• [Record extracts]:
◆ ◆ ◆ ◆
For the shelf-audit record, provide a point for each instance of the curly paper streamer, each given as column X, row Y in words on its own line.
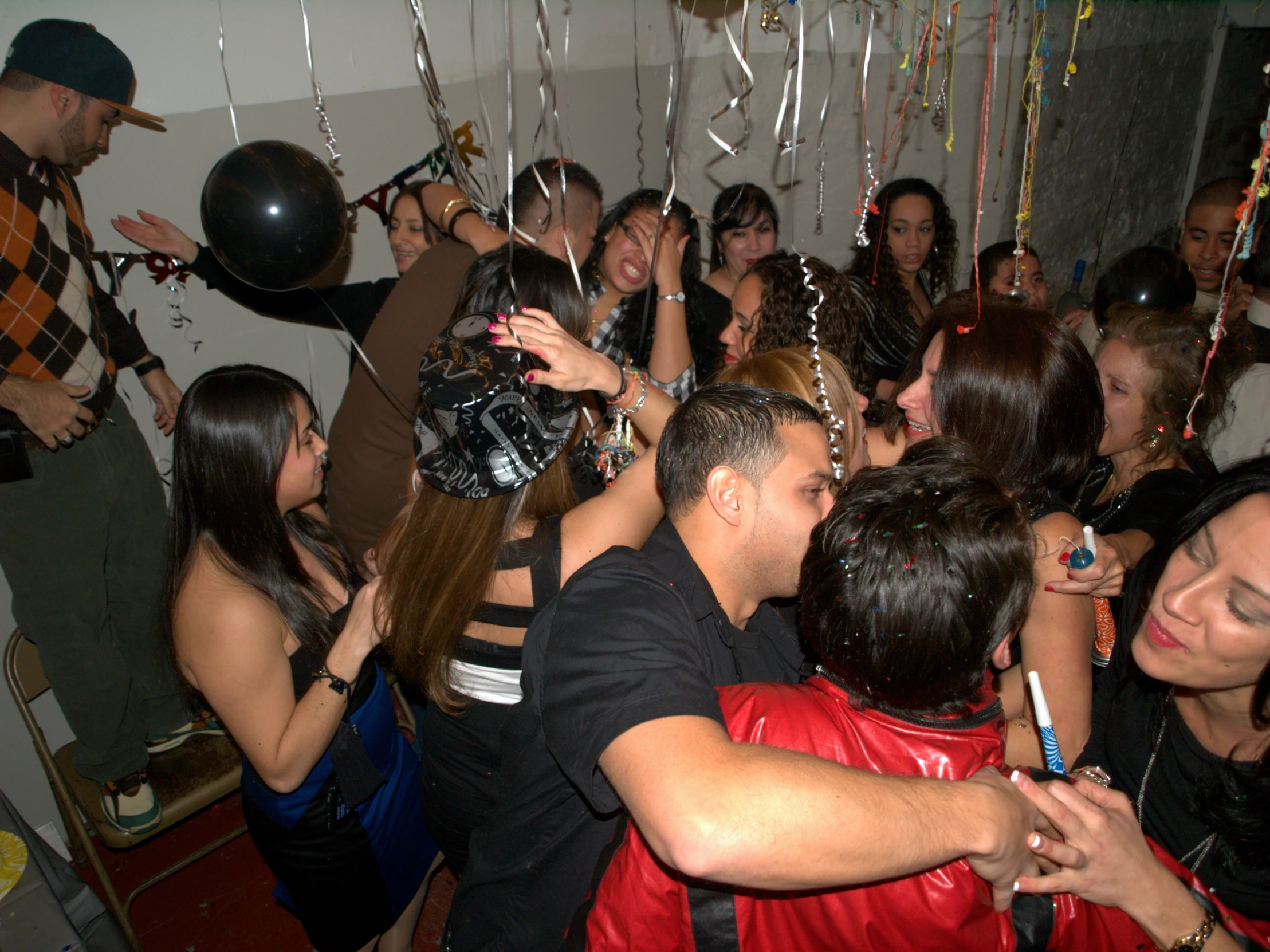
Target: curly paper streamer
column 1084, row 10
column 822, row 398
column 1246, row 213
column 226, row 75
column 319, row 104
column 747, row 85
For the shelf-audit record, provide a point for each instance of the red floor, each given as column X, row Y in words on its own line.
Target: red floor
column 224, row 900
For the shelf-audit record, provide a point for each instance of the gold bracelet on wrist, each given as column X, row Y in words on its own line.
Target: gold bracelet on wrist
column 451, row 203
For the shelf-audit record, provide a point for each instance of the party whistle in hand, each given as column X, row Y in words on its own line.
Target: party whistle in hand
column 1084, row 557
column 1048, row 739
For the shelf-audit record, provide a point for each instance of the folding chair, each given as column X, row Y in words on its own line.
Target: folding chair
column 186, row 780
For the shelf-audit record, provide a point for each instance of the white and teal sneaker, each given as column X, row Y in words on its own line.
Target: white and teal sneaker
column 130, row 804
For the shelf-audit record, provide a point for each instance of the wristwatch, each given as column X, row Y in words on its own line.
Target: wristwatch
column 1194, row 942
column 154, row 363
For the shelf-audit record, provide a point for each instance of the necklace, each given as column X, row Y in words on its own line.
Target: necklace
column 1206, row 844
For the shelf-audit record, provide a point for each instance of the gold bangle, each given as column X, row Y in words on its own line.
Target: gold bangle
column 445, row 211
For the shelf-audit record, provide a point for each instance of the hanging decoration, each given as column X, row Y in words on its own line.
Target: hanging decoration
column 824, row 112
column 747, row 84
column 1084, row 10
column 1034, row 92
column 838, row 456
column 672, row 127
column 770, row 21
column 226, row 75
column 864, row 197
column 319, row 104
column 471, row 190
column 1248, row 211
column 985, row 124
column 1010, row 81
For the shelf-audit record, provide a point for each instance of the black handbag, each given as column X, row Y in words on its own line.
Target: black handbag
column 14, row 462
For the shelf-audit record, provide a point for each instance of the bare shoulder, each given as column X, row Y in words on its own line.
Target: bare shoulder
column 218, row 612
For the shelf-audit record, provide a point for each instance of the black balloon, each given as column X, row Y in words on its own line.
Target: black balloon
column 273, row 215
column 1150, row 277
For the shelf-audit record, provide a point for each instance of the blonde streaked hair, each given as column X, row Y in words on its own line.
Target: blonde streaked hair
column 789, row 369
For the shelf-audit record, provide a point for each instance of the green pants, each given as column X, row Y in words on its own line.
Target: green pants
column 83, row 546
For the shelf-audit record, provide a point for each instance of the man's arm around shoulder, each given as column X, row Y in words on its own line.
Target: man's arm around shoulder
column 766, row 818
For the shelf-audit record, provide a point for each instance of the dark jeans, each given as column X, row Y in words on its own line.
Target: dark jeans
column 83, row 546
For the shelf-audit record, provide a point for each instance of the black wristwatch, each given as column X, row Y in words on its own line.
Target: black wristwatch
column 154, row 363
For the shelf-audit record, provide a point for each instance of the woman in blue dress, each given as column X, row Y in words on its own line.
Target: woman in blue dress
column 270, row 622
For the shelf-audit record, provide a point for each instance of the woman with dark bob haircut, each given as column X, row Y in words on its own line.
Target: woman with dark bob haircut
column 1181, row 731
column 268, row 620
column 897, row 278
column 1024, row 391
column 745, row 226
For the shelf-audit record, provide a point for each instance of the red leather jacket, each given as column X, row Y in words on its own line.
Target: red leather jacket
column 643, row 906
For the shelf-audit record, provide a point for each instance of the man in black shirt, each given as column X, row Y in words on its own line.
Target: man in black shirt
column 620, row 709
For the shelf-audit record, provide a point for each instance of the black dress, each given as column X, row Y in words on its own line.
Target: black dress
column 349, row 308
column 461, row 752
column 1152, row 504
column 1134, row 716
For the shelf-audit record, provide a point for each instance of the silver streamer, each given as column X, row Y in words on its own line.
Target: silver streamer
column 639, row 106
column 824, row 112
column 747, row 84
column 319, row 104
column 441, row 116
column 862, row 238
column 226, row 75
column 838, row 455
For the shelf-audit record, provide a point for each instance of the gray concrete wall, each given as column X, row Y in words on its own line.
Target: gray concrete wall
column 1115, row 146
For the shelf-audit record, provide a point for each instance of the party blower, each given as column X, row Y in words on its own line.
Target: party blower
column 1048, row 741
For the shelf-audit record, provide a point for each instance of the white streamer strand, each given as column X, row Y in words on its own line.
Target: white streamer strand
column 319, row 104
column 747, row 84
column 226, row 75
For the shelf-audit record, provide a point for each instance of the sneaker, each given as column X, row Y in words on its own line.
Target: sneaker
column 205, row 725
column 130, row 804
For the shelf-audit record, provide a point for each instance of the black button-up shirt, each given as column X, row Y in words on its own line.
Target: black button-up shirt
column 631, row 638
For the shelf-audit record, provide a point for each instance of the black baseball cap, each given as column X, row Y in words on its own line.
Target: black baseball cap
column 73, row 54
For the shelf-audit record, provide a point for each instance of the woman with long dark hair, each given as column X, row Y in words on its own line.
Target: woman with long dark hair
column 496, row 527
column 618, row 281
column 409, row 233
column 1023, row 389
column 266, row 621
column 910, row 261
column 1181, row 729
column 745, row 226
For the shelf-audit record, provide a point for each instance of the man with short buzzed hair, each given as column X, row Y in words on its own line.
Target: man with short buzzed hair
column 83, row 527
column 372, row 434
column 1207, row 240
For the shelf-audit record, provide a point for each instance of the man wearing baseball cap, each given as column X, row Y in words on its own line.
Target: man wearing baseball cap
column 83, row 518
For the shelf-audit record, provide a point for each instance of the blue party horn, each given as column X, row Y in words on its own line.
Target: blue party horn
column 1084, row 557
column 1048, row 741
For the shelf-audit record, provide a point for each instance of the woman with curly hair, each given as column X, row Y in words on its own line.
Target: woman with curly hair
column 744, row 227
column 618, row 274
column 770, row 306
column 1149, row 473
column 910, row 259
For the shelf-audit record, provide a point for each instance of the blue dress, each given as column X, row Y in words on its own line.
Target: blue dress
column 347, row 872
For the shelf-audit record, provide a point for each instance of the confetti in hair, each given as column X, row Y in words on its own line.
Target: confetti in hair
column 822, row 399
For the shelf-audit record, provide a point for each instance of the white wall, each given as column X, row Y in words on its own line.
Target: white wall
column 364, row 59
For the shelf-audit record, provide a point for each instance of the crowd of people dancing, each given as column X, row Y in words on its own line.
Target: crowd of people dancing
column 656, row 624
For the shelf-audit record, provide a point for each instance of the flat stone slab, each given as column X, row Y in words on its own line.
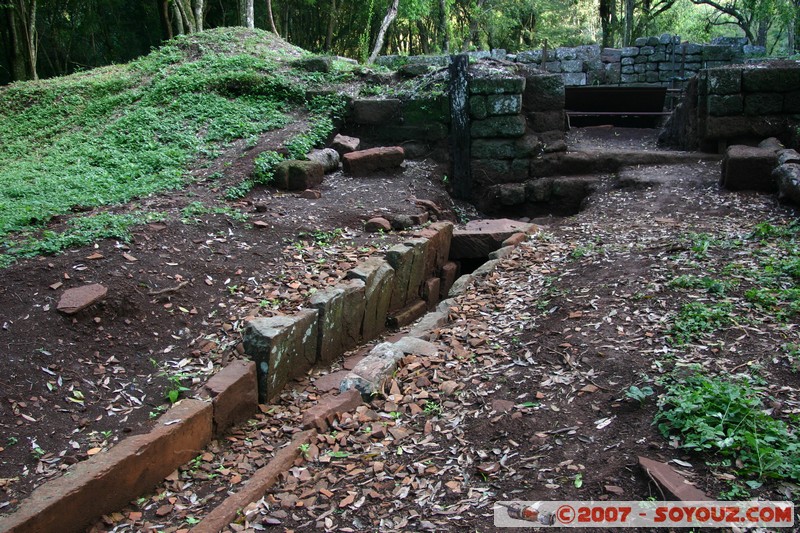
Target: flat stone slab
column 481, row 237
column 79, row 298
column 365, row 162
column 331, row 381
column 674, row 483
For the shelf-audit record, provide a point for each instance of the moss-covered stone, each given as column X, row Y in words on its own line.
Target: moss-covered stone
column 506, row 126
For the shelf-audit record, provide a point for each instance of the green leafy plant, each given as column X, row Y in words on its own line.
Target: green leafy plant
column 727, row 418
column 696, row 319
column 433, row 409
column 639, row 394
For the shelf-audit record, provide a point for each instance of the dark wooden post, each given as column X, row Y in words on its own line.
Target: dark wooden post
column 459, row 135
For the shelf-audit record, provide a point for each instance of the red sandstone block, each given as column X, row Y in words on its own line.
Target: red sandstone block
column 365, row 162
column 109, row 480
column 449, row 275
column 329, row 406
column 431, row 292
column 515, row 239
column 235, row 393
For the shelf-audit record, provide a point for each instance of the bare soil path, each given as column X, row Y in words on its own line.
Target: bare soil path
◆ ◆ ◆ ◆
• [Instructions for the task]: Transcribe each record exactly as it stands, setting aside any pictures.

• [Task result]:
For the shelf-audit record, provide a point for each instance of the curly paper streamer, each given as column X, row Y in words on its own line.
Target: curly paper streamer
column 1084, row 10
column 822, row 398
column 1246, row 213
column 226, row 75
column 319, row 104
column 747, row 85
For the shelf-audit record, provide a point for each instance of the red floor, each given as column X, row Y in words on its own line.
Target: red floor
column 224, row 900
For the shelf-audit record, provide a point for each instance of the gold bracelet on wrist, each given as column X, row Y in words on its own line.
Target: gold bracelet on wrist
column 451, row 203
For the shelf-audit record, provide a point for each instance of the party whistle in hand, each given as column X, row Y in words on its own line.
Target: party whistle in hand
column 1084, row 557
column 1048, row 739
For the shelf-audit record, provide a point for each instance of the folding chair, each given as column X, row Y in words on its own line.
Target: folding chair
column 186, row 780
For the shelf-audit record, provide a point for each instance of the white and teal sneaker, each given as column X, row Y in words on its own line.
Target: white and teal sneaker
column 130, row 804
For the shelf-audit record, provide a point for each instance of the wristwatch, each given as column X, row Y in words on its own line.
Target: wristwatch
column 1194, row 942
column 154, row 363
For the shelf-audit record, provide a point for each instance of the necklace, each given as column X, row Y in words on its own line.
Target: necklace
column 1206, row 844
For the shelf-audit record, provide a point for each instance of the gold bangle, each given as column X, row Y in words on its own line.
Target: gold bangle
column 445, row 211
For the shelf-audit record, provide a point for each instance of the hanging decoration, each given as column X, row Y in words on its own line.
Target: hanging decoration
column 824, row 112
column 747, row 84
column 1084, row 10
column 1034, row 92
column 838, row 456
column 672, row 127
column 770, row 21
column 226, row 75
column 864, row 197
column 319, row 104
column 471, row 190
column 1248, row 211
column 985, row 124
column 1010, row 81
For the shelf-audit record, provide a point for each instance of the black handbag, each given as column X, row Y in words on its own line.
Target: black handbag
column 14, row 462
For the shelf-audit record, provide a point for each instance of the bare shoulder, each given as column X, row Y in words on its own line.
Target: bare shoulder
column 218, row 612
For the shelf-audit record, provide a point for each instance of the black balloon, each given as column X, row Y in words on its own line.
Target: black balloon
column 273, row 215
column 1150, row 277
For the shelf-audit record, provide a point for each instance of the blonde streaked hair, each given as column X, row Y in words on its own line.
Target: blonde streaked hair
column 789, row 369
For the shelf-audit record, provide a point for each instance of the green pants, each given as column X, row Y in words on its own line.
Target: green pants
column 83, row 546
For the shelf-audit record, provide a point for each instance of the man's arm around shoulder, each given as column X, row Y in words on its own line.
Target: man's arm around shoulder
column 766, row 818
For the shelf-audit record, provide a point for each instance of the dark jeans, each given as column X, row Y in words on its own line.
Target: dark jeans
column 83, row 546
For the shelf-audit record, provide a point for each instance of the black wristwatch, each given as column X, row Y in words on its own line.
Target: black wristwatch
column 154, row 363
For the shelf-audit record, provide a point for each instance of the woman in blue dress, each given as column X, row Y in words on its own line.
Target: woman in blue dress
column 270, row 622
For the shelf-audit record, provide a point for each instance of the woman with dark bob haircut, each given as column X, row Y in words on its own line.
Target: woman with dark bob haircut
column 1181, row 731
column 268, row 620
column 897, row 278
column 1024, row 391
column 745, row 226
For the shelf-audit record, provide a point for each instance of the red leather jacket, each given as column X, row Y in words on its own line.
Target: red leather jacket
column 643, row 906
For the shelf-audit record, provide a point for each instance of the man in black shirt, each given as column X, row Y in words on its own line.
Target: man in black shirt
column 620, row 709
For the shelf-audit record, provide a point for each instance of the black dress, each given as column X, row Y in words on its own line.
Target: black dress
column 349, row 308
column 461, row 752
column 1152, row 504
column 1134, row 716
For the shelf-audit record, provide a point for each instance of the silver streamer, each given as column X, row Y in words on its own line.
Target: silver streamer
column 639, row 106
column 824, row 112
column 747, row 84
column 319, row 104
column 441, row 116
column 862, row 238
column 226, row 75
column 838, row 455
For the shelf-audit record, provide a point for each instance of the gray concrete wall, each given as column X, row Y in words on its own line.
Target: gray concrete wall
column 1115, row 146
For the shelf-audit record, provide a point for each instance of the party blower, each given as column X, row Y in words on its own line.
Target: party blower
column 1048, row 741
For the shelf-audit record, provide a point for each instance of the white streamer strand, each given as column X, row Y in words on its own line.
Target: white streamer strand
column 319, row 104
column 747, row 84
column 226, row 75
For the shelf-audit record, provide a point for each instance of the sneaker, each given as column X, row Y in words on its own line.
Target: sneaker
column 205, row 725
column 130, row 804
For the shelf-audit record, provide a point for each instance of the black button-up shirt, each given as column X, row Y in words on its own line.
Target: black button-up shirt
column 631, row 638
For the shelf-audit record, provide a point for each instance of the black baseball cap, each given as column X, row Y in words on its own line.
Target: black baseball cap
column 73, row 54
For the shelf-audit record, provide a point for each instance of the woman with long dark hair, each given as column X, row Y in words on its own line.
Target: woman with long dark hair
column 496, row 527
column 618, row 281
column 409, row 233
column 1023, row 389
column 266, row 621
column 910, row 261
column 1181, row 729
column 745, row 226
For the shelf-audit record, provide a point for each instance of the man with short buzzed hair, each given as column X, row Y in words on its own line.
Target: man with short buzzed hair
column 83, row 527
column 372, row 434
column 1207, row 240
For the shelf-audit record, provide a point for each instance of the man wearing baseball cap, each given as column X, row Y in words on its own line.
Target: man wearing baseball cap
column 83, row 518
For the shelf-audit record, provide a point for each instance of the blue party horn, each given as column X, row Y in words on its own line.
Target: blue party horn
column 1084, row 557
column 1048, row 741
For the shelf-audit record, provide a point for each instance of the woman with curly hair, each given as column X, row Y in words on its own line.
Target: woman with curly hair
column 744, row 227
column 618, row 274
column 770, row 306
column 1149, row 473
column 910, row 259
For the shelf-audit record, provide a point for each instance of the blue dress, each given as column X, row Y in words on its own line.
Target: blue dress
column 347, row 872
For the shelf-audit record, provide a point for each instance of the confetti in hair, each given as column X, row Y in words on its own line.
Target: confetti in hair
column 822, row 399
For the shelf-audit record, provide a point for each instance of the white wall, each given as column X, row Y in words on its own line.
Target: white wall
column 364, row 59
For the shelf-audit record, provide a point for each instance of the crowd of people dancing, each given as column X, row Y in words on its own line.
Target: crowd of people dancing
column 656, row 624
For the shelf-audit record, provide a point for each instance of the flat stone slab, each given as column X, row Y in words on its own line.
Target: flat stone slab
column 481, row 237
column 79, row 298
column 365, row 162
column 331, row 381
column 674, row 483
For the shelf-audit record, provide a point for each instance of the moss-covered stone, each given as column X, row Y in words on its own line.
Target: moss-covered stone
column 506, row 126
For the shelf-audit record, provide a point for each instance of the green leafy plant, each given as column X, row Y in words on its own line.
Target: green leafy plant
column 727, row 418
column 696, row 319
column 433, row 409
column 639, row 394
For the shelf-audit record, provide a point for each instance of the dark wooden post, each given as column X, row Y in words on its own line.
Target: dark wooden post
column 459, row 135
For the shelf-audit record, provide a point for each instance of the red sandstone block, each given as column X, row Y in words on its own line.
Target: red sandstone block
column 365, row 162
column 109, row 480
column 449, row 275
column 329, row 406
column 431, row 292
column 515, row 239
column 235, row 393
For the shelf-audit record, provide a point for each instance of the bare soil path, each given as column X, row Y in words on its own line.
Target: bare soil path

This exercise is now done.